Gather all lines in the data that hold the string "large".

————

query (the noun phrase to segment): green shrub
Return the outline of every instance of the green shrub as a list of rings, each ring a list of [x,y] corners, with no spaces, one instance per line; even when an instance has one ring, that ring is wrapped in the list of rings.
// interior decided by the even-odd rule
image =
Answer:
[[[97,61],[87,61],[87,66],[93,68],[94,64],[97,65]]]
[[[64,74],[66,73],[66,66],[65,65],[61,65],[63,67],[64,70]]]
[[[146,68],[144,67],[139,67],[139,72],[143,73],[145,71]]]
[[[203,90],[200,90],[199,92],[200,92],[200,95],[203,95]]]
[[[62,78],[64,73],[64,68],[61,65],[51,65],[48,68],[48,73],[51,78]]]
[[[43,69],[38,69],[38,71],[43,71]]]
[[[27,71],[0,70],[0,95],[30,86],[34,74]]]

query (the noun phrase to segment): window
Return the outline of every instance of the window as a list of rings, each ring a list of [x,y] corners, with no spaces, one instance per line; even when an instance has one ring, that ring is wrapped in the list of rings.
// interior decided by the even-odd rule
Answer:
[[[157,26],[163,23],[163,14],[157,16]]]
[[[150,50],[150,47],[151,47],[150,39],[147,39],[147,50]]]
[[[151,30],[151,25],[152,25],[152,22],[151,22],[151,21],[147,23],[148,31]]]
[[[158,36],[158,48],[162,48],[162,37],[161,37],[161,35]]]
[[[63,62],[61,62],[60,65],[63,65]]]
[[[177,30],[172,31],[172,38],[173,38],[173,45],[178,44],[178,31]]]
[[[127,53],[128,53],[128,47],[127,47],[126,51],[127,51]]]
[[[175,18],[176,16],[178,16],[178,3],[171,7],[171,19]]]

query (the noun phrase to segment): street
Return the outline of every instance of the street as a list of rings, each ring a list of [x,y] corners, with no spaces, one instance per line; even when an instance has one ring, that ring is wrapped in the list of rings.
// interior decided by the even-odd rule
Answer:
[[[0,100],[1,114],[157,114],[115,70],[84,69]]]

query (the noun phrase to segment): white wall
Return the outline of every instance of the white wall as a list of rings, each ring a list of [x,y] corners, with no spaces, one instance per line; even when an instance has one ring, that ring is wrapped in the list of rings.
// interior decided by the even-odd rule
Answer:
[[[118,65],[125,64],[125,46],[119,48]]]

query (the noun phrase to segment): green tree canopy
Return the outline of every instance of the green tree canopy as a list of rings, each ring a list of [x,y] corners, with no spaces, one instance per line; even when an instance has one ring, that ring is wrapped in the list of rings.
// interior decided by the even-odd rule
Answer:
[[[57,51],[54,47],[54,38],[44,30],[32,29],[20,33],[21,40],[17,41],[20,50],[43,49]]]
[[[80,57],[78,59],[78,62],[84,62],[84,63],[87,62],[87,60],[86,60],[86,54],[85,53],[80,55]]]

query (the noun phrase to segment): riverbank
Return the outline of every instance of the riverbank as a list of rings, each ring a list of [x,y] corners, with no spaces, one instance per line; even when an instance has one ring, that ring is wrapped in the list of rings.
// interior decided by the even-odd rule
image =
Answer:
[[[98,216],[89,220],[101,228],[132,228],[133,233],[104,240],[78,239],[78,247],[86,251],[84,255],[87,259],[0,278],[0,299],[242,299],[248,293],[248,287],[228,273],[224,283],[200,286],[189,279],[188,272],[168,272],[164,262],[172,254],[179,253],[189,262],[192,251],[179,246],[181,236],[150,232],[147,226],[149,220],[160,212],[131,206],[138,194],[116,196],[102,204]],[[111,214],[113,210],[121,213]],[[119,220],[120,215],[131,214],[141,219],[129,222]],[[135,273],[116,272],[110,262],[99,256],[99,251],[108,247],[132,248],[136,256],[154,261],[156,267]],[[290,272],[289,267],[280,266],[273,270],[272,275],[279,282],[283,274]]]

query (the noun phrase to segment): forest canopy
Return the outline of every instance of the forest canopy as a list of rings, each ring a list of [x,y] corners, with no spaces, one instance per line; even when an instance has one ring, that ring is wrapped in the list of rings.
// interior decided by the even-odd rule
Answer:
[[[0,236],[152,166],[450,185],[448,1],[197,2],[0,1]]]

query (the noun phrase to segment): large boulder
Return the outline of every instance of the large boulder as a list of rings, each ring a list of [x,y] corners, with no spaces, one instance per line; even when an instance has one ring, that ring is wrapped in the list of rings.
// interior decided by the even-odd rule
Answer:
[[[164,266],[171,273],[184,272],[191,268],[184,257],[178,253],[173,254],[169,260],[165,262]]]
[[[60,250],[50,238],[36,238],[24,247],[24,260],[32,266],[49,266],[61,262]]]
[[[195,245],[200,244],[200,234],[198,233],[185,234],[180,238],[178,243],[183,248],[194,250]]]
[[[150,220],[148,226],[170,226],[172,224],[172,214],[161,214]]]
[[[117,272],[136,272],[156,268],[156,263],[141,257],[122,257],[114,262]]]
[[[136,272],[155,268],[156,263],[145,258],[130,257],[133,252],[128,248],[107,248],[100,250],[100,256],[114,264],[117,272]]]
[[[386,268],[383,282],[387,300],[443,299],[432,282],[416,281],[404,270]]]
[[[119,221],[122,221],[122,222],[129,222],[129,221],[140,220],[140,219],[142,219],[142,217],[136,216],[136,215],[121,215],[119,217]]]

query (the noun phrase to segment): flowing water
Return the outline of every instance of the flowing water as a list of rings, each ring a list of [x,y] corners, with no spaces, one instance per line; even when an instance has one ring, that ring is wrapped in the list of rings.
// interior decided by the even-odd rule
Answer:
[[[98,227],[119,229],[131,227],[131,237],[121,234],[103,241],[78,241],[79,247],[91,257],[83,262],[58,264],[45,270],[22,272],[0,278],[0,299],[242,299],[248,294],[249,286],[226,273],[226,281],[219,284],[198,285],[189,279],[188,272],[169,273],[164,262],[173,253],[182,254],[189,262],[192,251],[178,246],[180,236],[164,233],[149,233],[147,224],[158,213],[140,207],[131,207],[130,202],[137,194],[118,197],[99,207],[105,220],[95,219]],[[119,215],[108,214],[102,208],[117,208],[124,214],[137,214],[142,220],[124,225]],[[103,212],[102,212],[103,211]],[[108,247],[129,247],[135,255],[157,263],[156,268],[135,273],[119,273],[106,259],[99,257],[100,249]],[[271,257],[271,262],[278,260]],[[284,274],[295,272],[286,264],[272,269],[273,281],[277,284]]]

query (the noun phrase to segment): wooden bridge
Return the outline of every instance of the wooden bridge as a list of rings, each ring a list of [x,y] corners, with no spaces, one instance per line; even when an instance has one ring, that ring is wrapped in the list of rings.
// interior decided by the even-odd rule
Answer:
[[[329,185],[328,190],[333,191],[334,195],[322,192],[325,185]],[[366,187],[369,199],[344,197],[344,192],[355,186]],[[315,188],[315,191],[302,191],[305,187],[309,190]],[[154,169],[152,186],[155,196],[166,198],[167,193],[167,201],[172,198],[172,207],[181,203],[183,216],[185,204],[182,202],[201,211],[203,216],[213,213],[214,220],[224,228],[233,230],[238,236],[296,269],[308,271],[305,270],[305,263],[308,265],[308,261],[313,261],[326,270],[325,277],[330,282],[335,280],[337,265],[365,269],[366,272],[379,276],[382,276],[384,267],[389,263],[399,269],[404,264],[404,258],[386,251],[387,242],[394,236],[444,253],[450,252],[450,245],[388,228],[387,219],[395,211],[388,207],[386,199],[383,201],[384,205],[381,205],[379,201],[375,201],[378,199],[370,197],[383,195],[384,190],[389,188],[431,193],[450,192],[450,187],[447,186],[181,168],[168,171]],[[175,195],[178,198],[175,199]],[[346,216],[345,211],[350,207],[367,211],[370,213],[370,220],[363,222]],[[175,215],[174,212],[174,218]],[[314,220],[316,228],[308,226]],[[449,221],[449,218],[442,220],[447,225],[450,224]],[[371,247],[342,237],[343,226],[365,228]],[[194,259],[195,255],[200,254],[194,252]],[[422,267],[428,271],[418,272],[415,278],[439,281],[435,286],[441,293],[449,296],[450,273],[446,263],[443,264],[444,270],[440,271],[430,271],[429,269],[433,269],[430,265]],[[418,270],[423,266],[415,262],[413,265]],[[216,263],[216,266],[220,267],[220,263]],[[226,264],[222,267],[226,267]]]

————

* **RESULT OF THE TASK**:
query (the noun phrase to segment): large boulder
Return the outline of every instance of the large boulder as a list of rings, each ring a list of [x,y] corners, with no spaces, one instance per line; even when an instance has one ring, that ring is wrapped in the list of rings.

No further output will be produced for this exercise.